[Dataset excerpt]
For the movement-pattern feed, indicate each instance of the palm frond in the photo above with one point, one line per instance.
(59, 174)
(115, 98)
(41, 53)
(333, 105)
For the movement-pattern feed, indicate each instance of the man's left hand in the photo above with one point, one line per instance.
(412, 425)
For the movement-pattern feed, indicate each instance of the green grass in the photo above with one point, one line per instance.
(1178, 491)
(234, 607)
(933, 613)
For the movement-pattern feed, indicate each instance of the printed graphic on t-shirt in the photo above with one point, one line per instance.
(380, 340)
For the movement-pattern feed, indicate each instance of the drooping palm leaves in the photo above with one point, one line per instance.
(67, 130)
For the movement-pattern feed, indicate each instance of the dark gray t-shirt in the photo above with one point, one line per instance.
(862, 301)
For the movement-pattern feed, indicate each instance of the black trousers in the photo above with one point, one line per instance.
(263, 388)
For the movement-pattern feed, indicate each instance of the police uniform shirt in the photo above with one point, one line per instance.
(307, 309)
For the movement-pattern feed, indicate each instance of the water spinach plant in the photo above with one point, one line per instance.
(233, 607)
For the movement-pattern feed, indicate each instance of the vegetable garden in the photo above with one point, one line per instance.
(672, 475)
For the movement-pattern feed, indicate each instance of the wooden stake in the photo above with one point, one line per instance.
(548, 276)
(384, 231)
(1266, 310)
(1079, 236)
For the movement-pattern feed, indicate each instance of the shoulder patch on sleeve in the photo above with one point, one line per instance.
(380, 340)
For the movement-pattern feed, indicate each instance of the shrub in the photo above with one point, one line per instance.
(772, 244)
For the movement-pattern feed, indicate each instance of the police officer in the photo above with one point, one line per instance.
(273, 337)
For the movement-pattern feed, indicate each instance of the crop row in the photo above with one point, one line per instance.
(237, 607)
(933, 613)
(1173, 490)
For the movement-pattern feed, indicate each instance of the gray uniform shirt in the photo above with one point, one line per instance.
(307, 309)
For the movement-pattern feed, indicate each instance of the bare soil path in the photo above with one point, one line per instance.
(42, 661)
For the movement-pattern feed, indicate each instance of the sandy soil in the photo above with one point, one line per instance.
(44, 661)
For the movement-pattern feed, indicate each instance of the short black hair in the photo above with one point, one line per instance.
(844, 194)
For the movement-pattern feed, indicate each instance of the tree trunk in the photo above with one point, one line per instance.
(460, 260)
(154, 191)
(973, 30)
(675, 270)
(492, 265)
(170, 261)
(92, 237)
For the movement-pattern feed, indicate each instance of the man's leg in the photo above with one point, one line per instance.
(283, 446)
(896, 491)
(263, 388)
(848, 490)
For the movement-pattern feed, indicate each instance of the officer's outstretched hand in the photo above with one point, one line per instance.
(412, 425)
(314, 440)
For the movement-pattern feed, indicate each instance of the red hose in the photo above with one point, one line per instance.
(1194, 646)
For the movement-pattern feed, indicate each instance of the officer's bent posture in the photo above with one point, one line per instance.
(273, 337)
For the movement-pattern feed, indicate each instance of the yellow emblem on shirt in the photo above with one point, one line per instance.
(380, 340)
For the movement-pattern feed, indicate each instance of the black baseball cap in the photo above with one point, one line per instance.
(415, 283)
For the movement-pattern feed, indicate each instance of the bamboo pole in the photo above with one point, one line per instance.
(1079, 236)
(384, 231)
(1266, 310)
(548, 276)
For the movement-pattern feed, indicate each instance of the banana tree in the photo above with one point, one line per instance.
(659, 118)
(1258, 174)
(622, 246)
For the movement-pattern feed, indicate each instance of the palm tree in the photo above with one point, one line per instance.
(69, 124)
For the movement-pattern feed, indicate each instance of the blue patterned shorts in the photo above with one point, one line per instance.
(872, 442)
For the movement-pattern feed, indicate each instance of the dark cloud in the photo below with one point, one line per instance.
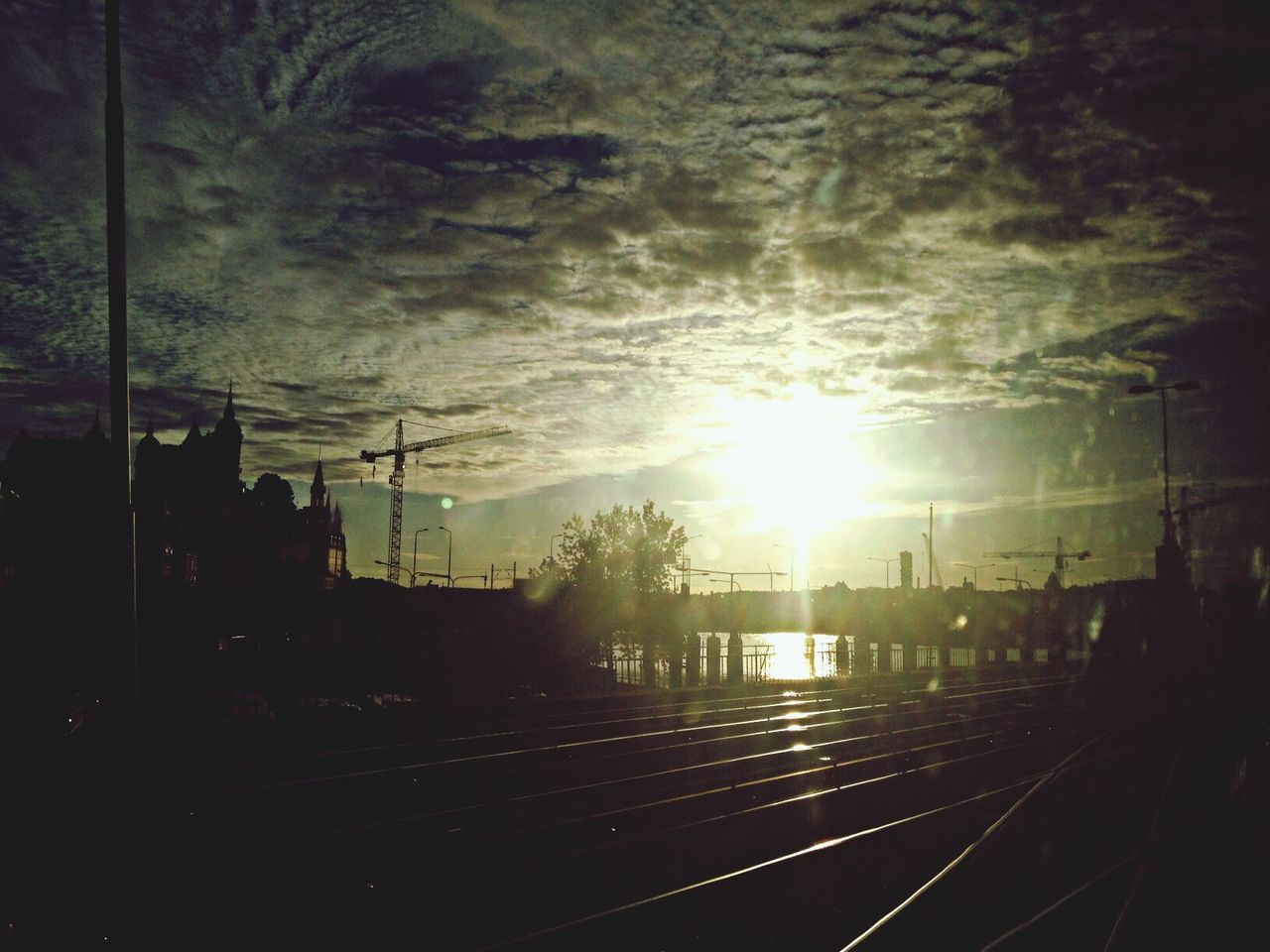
(598, 227)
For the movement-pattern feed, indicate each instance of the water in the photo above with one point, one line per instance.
(792, 655)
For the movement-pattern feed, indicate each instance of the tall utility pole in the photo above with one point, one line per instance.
(1170, 560)
(121, 443)
(930, 551)
(888, 561)
(778, 544)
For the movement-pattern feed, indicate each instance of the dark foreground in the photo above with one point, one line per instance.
(767, 819)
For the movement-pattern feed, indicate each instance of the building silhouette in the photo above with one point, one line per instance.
(197, 524)
(55, 507)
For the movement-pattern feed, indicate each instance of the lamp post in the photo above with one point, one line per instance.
(413, 574)
(1167, 512)
(888, 561)
(975, 569)
(414, 560)
(778, 544)
(449, 552)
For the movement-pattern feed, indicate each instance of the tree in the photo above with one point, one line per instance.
(613, 572)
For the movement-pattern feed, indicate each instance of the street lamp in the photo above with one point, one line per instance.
(879, 558)
(778, 544)
(449, 552)
(1167, 512)
(414, 561)
(413, 574)
(975, 567)
(1170, 558)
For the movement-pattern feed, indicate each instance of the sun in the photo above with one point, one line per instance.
(793, 465)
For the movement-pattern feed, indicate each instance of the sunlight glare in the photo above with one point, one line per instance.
(793, 463)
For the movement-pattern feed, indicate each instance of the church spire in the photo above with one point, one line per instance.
(318, 490)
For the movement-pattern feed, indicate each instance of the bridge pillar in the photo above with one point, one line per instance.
(693, 657)
(735, 658)
(883, 656)
(649, 662)
(712, 652)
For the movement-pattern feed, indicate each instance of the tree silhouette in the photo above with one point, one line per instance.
(613, 574)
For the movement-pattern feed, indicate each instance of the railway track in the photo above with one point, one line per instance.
(493, 830)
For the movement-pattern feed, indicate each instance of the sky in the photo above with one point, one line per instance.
(794, 271)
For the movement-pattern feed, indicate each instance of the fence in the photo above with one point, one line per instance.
(629, 667)
(862, 657)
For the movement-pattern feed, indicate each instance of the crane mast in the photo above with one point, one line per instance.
(397, 479)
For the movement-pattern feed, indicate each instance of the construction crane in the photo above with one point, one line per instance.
(1185, 509)
(1060, 556)
(398, 477)
(934, 562)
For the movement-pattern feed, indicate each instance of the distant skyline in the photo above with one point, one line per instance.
(793, 271)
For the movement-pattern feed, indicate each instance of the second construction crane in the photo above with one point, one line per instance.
(1060, 556)
(398, 477)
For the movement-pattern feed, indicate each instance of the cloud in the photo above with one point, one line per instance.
(484, 213)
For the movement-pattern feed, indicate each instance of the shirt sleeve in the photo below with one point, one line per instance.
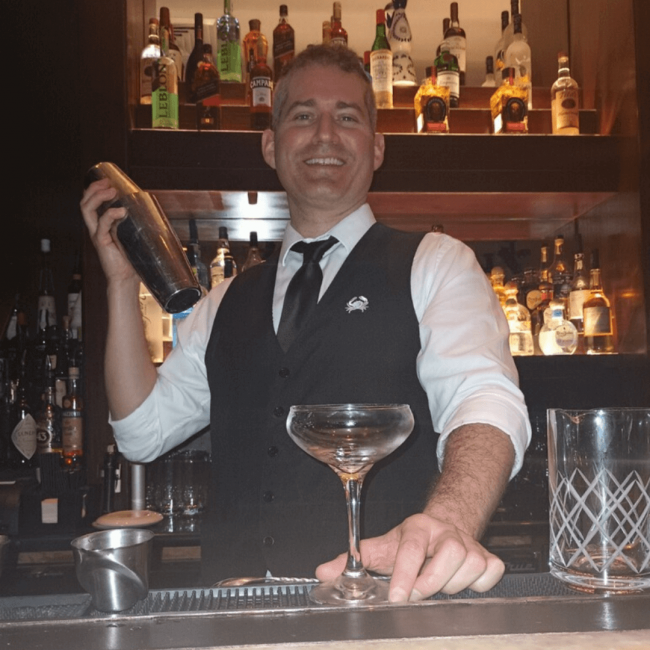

- **EXERCISE INSTRUCTIONS**
Rewrite all of the records, swapping "movement-pattern feed" for "motion-tracking feed" wherever it occurs and changing nothing else. Omit the pictures from the answer.

- **RESPONSE FOR THIS EXERCISE**
For the motion-tracking feed, indicate each instance of the palm frond in the photo above with one point, one line per instance.
(59, 174)
(115, 98)
(41, 53)
(333, 105)
For the motion-tracking feed, indicate each instance of the man's left hand in the photo above with one point, one line per instance.
(412, 425)
For the motion-tracking feed, indicate each instance of the green grass in the photo above with one point, one line per instance.
(1178, 491)
(234, 607)
(933, 613)
For the motion-tracking feed, indicate each instance of the printed graphic on t-shirt in the photo above with one point, one line per instance.
(380, 340)
For the motion-tracking feed, indicate each instance of the drooping palm leaves in the photo above with one point, one line per instance.
(67, 130)
For the motion-tracking feed, indicate each instance of the dark gray t-shirt in the photo above with one point, one line per instance.
(862, 301)
For the motion-tracking feed, indicate each instance of the black trousers in the photo above with one point, one line per instance.
(263, 388)
For the motion-tracking feed, indicate each instance of the police uniform shirt in the photo above with one point, one line per instance.
(307, 309)
For the motion-tracking feed, indicate each instance of the water spinach plant in the photo above with one point, one line per instance.
(233, 607)
For the motion-tracking feed, indicate each instance of the vegetable garden in the photo above with one point, one line per instance.
(672, 475)
For the motion-tracking feed, indicate each instance of the wooden stake in the photo above with one point, one line per instance.
(548, 276)
(384, 231)
(1266, 310)
(1079, 236)
For the motion-tracking feed, indicate each instance of the shoulder patch on sleeve in the photo above with one point, one line per instance.
(380, 340)
For the motion-tracking feed, indicate each instance of the shrub in the photo above with one point, one line per instance.
(772, 244)
For the motion-tracking feed, indicate each instance of the police officer in the photo above with one point, one line per instance.
(273, 337)
For the motion-tracking feed, indicate each instance of the crop row in the photo above with one point, one line per instance.
(237, 607)
(933, 613)
(1173, 490)
For the motion-tracking feed, indicate each instance of the gray uniform shirt in the photo above with one point, one line per instance.
(307, 309)
For the motion-tracking feed, indicate each instance of the bare soil path in the photo above with one point, one line per instance.
(42, 661)
For the motion-tracking feed, indicate each instance of the sandy soil in the photo above with one point, one line per instance.
(44, 661)
For the motion-tracking feed, indicate each instance of the short black hair in the photo above with one point, one line per instance.
(844, 194)
For the motion-tracking feed, indicate each instance of the tree trunk in the photo above with one point, one line per instance.
(460, 260)
(154, 191)
(973, 30)
(675, 270)
(492, 265)
(170, 261)
(92, 237)
For the motion-tracking feed, indicate each instance of the man's leg in the photo above with one point, one line per instance.
(283, 446)
(896, 491)
(263, 388)
(848, 490)
For the motion-tracking feed, indicate each instance of the officer's outstretched hand in the photo above with one point, one line per instance.
(412, 425)
(314, 440)
For the motion-tracking feed, indicate each instance of the red hose in the photo above with one point, one line per instance.
(1194, 646)
For the motion-tracking feed, indicate each instance of the officer's bent posture in the photo above with one point, one line per instance.
(273, 337)
For the motion-tracking feed, indicate each instance of the yellow emblem on shirt in the photo above with one point, one line per instance.
(380, 340)
For the motion-tracking feed, indicate each instance of the black baseball cap in the photo above with one point, one line per instance.
(415, 283)
For the motion-tracking feed, indicate each instance of the bamboo pole in the photo above with one point, one line per instance.
(1079, 236)
(384, 231)
(1266, 310)
(548, 276)
For the motion-tracking feed, indicate each instance of the banana tree in the photo above with one point, one line per instance.
(659, 118)
(1258, 174)
(622, 246)
For the motion-tracking feed, indicate each instance of the palm tree in the photo above with one point, one line per instance.
(69, 124)
For the motion-tracking feed, indicate each instance of the blue patterned shorts in the photo above with one point, one line per instance.
(872, 442)
For the motion-tracking feed, indicate each instance of the dark cloud in the photo below with one point, one line per instance.
(598, 227)
For the motion-tracking feed, indicate each instance of the water in the photo above with one point, one line per instance.
(792, 655)
For the motion-tracking feed, indicate each instance of the tall utility pole in the photo above with one point, one line per instance.
(1170, 560)
(121, 443)
(930, 551)
(888, 561)
(778, 544)
For the motion-tracking feed, indicate each instance of the dark foreground in the photo above with one point, one line per instance.
(767, 819)
For the motion-tracking feed, indicate each instance of the building silhouette in the photo above with one point, one line per instance.
(197, 524)
(55, 507)
For the motion-tracking feed, indicate each instance of the lamp post in the photo above with one point, one line per instance.
(413, 574)
(1167, 512)
(888, 561)
(975, 569)
(414, 560)
(778, 544)
(449, 552)
For the motion-tracking feed, indicate each instance of the tree in the photo above with one point, one line per instance.
(613, 572)
For the motion-tracking feed, indicate each instance of the street lamp in the photo above with one point, one line per instance.
(879, 558)
(778, 544)
(449, 552)
(1167, 512)
(414, 561)
(413, 574)
(975, 567)
(1170, 558)
For the motion-tracking feed, indicate each instance of the sun in the photo above with one point, one line per instance.
(793, 465)
For the motion-tracking feed, indicate each instance of the sunlight glare in the photo above with one point, one line per instance.
(793, 463)
For the motion-tracking feed, indicate each instance of the church spire in the photo above with one point, one line per instance.
(318, 490)
For the motion-tracking feed, indicate each instance of the bridge pillar in the photo above with one point, one line per instance.
(693, 657)
(735, 658)
(883, 656)
(649, 662)
(712, 652)
For the motion-tracking feed, indicate each instance of the tree silhouette in the photo above with one point, one line per instance.
(613, 574)
For the motion-tracking feed, indicate each instance of the railway track in the photo above with one point, one line per instance.
(493, 830)
For the motion-tracking feed, indicate each instance of the sky in the photo above with one point, one line per instance.
(794, 271)
For the motion-tracking feed, indicate each instance of the fence in the photo above with one point, one line per instance.
(629, 667)
(862, 657)
For the motion-tracking feed, indicate each instance of the crane mast in the photo above with one point, one line per instance.
(397, 479)
For the motion-tracking feed, indicate each instance of the construction crane in the photo above with one point, one line per instance.
(1185, 509)
(1060, 556)
(398, 477)
(934, 562)
For the motion-tracking feed, indicate each instance of the distant skyline in the photo above with one point, one line per instance.
(793, 271)
For the motion-tracking feed, indicate each instance of the second construction crane in the photo above with one point, one line per instance.
(1060, 556)
(398, 477)
For the motion-tracking feed, indicate each instance of the cloud in the photo above with one point, one line per instance.
(484, 213)
For the motion-tracking feed, indicate each instance of the shirt sleeve in the photo below with one point, one line per instance.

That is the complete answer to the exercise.